Exercise requirements:
Please return every line of the listing. Keep each one exact.

__________

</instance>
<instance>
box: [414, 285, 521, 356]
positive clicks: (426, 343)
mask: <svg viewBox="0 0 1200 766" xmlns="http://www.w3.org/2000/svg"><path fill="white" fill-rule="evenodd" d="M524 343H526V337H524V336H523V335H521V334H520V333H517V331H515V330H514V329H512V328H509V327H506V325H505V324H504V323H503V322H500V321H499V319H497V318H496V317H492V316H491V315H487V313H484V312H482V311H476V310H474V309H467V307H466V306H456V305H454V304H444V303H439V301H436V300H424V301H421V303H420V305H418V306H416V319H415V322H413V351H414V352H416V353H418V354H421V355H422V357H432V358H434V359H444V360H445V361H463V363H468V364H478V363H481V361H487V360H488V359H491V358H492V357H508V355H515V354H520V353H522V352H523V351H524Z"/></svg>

__________

Finished exercise:
</instance>
<instance>
box: [414, 285, 521, 356]
positive clicks: (426, 343)
mask: <svg viewBox="0 0 1200 766" xmlns="http://www.w3.org/2000/svg"><path fill="white" fill-rule="evenodd" d="M524 343H526V337H524V336H523V335H521V334H520V333H517V331H515V330H514V329H512V328H509V327H506V325H505V324H504V323H503V322H500V321H499V319H497V318H496V317H492V316H491V315H487V313H484V312H482V311H476V310H474V309H467V307H466V306H456V305H454V304H444V303H439V301H436V300H424V301H421V303H420V305H418V306H416V319H415V322H413V351H414V352H416V353H418V354H421V355H422V357H432V358H434V359H444V360H445V361H463V363H468V364H478V363H481V361H487V360H488V359H491V358H492V357H508V355H515V354H520V353H522V352H523V351H524Z"/></svg>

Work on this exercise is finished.